start Data for processing

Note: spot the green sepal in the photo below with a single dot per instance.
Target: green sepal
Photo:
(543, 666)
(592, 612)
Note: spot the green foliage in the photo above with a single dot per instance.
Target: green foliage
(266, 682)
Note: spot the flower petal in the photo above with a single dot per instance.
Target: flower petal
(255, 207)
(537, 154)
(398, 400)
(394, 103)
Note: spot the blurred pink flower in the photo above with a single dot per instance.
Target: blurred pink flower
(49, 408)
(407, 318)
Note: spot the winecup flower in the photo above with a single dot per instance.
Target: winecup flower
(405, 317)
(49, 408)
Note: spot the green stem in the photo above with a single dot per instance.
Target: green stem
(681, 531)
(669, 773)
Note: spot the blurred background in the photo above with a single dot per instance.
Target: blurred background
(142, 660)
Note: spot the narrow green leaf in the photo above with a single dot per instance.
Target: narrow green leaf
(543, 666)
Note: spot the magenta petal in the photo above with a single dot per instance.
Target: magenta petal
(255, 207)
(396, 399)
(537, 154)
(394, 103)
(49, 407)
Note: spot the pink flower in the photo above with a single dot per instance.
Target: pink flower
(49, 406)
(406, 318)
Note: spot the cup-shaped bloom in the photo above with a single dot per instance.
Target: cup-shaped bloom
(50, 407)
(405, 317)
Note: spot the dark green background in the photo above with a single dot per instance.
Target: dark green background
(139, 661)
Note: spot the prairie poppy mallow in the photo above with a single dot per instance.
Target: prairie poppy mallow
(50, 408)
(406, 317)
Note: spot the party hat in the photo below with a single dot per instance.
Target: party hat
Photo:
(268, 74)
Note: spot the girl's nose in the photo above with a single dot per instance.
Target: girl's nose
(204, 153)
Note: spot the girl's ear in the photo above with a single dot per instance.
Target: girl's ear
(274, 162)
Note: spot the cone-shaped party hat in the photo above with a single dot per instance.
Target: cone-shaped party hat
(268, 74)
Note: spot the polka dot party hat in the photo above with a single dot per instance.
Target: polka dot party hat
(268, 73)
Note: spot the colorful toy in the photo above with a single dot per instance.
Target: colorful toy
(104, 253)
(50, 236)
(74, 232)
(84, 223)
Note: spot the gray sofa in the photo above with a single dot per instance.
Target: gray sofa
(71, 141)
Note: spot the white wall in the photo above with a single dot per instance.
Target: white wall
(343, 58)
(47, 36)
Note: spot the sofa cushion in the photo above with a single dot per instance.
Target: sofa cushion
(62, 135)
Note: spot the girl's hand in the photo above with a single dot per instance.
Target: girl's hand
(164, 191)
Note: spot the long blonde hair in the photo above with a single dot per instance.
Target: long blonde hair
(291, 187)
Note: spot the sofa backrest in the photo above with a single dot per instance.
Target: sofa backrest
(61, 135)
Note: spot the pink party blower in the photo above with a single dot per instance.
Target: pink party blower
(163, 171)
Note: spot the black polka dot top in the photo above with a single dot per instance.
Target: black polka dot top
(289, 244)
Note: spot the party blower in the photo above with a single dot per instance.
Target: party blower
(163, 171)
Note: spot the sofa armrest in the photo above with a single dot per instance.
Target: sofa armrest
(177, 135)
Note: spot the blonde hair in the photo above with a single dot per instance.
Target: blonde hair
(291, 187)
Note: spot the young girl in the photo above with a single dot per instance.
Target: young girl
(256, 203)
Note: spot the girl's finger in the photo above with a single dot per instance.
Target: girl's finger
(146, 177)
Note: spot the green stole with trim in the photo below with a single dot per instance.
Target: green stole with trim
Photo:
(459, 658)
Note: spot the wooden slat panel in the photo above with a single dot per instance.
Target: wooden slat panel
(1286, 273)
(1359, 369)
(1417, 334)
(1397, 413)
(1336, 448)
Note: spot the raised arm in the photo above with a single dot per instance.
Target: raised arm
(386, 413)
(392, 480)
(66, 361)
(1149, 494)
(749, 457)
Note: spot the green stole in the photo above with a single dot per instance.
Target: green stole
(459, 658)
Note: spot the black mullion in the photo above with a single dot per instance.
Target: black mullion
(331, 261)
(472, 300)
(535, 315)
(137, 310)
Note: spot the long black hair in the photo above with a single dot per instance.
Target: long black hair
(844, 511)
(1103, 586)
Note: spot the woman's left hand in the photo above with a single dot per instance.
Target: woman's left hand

end Data for processing

**Task instructions**
Repeat the data precisely, reproducing every entry.

**Solution**
Note: spot the green sepal in the photo below with a single dot per instance.
Target: green sepal
Photo:
(543, 666)
(592, 612)
Note: spot the green foliage in the photo above with a single dot per instance.
Target: green foliage
(266, 682)
Note: spot the flower petal in the photo above with a single dot per instance.
Target: flower petal
(255, 207)
(537, 154)
(398, 400)
(394, 103)
Note: spot the blurred pink flower in the photo above with a single dot per instance.
Target: blurred pink flower
(49, 408)
(407, 318)
Note: spot the winecup flower in the photo above with a single dot per instance.
Target: winecup flower
(405, 317)
(49, 408)
Note: spot the green stem in the photo above with a single dot per instance.
Target: green stem
(681, 531)
(669, 773)
Note: spot the blurred background in the photo above with a single dot per instance.
Target: blurred background
(142, 660)
Note: spot the narrow green leaf in the photo above with a single dot per instance.
Target: narrow green leaf
(543, 666)
Note: spot the magenta petal in the photo above with a single dot per instance.
Target: magenta petal
(255, 207)
(396, 399)
(537, 154)
(394, 103)
(49, 407)
Note: spot the pink flower in the photo above with a single dot per instance.
Target: pink flower
(49, 406)
(406, 318)
Note: spot the cup-shaped bloom in the photo above with a single dot per instance.
Target: cup-shaped bloom
(50, 407)
(405, 317)
Note: spot the dark green background in the photo above with a single dot per instance.
Target: dark green background
(139, 661)
Note: spot the prairie poppy mallow in the photo above with a single dot per instance.
Target: prairie poppy mallow
(50, 408)
(406, 317)
Note: spot the party hat in the photo below with a single dot per instance.
Target: party hat
Photo:
(268, 74)
Note: spot the girl's nose in the photo above with a single dot per instance.
Target: girl's nose
(204, 153)
Note: spot the girl's ear in the photo above with a single dot per instance.
Target: girl's ear
(274, 162)
Note: spot the cone-shaped party hat in the photo above with a single dot per instance.
Target: cone-shaped party hat
(268, 74)
Note: spot the polka dot party hat in the photo above with a single dot per instance.
Target: polka dot party hat
(268, 73)
Note: spot the colorful toy in the photo above with a single dot per instance.
Target: colorful toy
(104, 253)
(50, 236)
(74, 232)
(84, 223)
Note: spot the gray sofa in the photo above with a single dot per instance.
Target: gray sofa
(71, 141)
Note: spot the white wall in the photo above with a single dot per instance.
Target: white wall
(343, 58)
(47, 36)
Note: spot the sofa cushion in the photo above with a single dot per instance.
Target: sofa cushion
(62, 135)
Note: spot the girl's hand in the photo above with a single dot per instance.
Target: girl's hand
(164, 191)
Note: spot the long blonde hair in the photo above with a single dot per instance.
Target: long blonde hair
(291, 187)
Note: spot the sofa backrest in the photo above with a single dot per instance.
Target: sofa backrest
(61, 135)
Note: spot the pink party blower in the photo above with a single dot per instance.
Target: pink party blower
(163, 171)
Note: spot the black polka dot top in the photo above with a single dot per instance.
Target: black polka dot top
(289, 244)
Note: spot the party blower in the photo above with a single dot per instance.
Target: party blower
(163, 171)
Note: spot the sofa armrest in the photo above with a single dot per instance.
Target: sofa armrest
(177, 135)
Note: spot the blonde hair in the photo above with a single dot per instance.
Target: blonde hair
(291, 187)
Note: spot the young girl in the photo above with a single dot per instance.
Target: young girl
(256, 203)
Note: spot the girl's finger in the photo above with a single dot per instance.
Target: girl's finger
(146, 177)
Note: spot the green stole with trim in the photo below with a single dot per instance.
Target: green stole with trim
Photo:
(459, 658)
Note: spot the wooden slat panel in the photo above with a single dot per instance.
Target: wooden slat panel
(1286, 273)
(1359, 369)
(1417, 334)
(1397, 413)
(1336, 448)
Note: spot the raised arm in the photo above with a single dot per instance.
Target: raised arm
(386, 413)
(392, 480)
(66, 361)
(1149, 494)
(749, 457)
Note: spot the green stole in the photo above with a single dot per instance.
Target: green stole
(459, 658)
Note: spot the black mullion in the photo above with a single dot per instance.
Target: black mullion
(331, 261)
(472, 300)
(535, 315)
(137, 310)
Note: spot the long black hair in the photo above with a single dot per instance.
Target: long black hair
(844, 511)
(1103, 586)
Note: spot the woman's left hand in the photo above with a single dot per instance.
Target: woman's left hand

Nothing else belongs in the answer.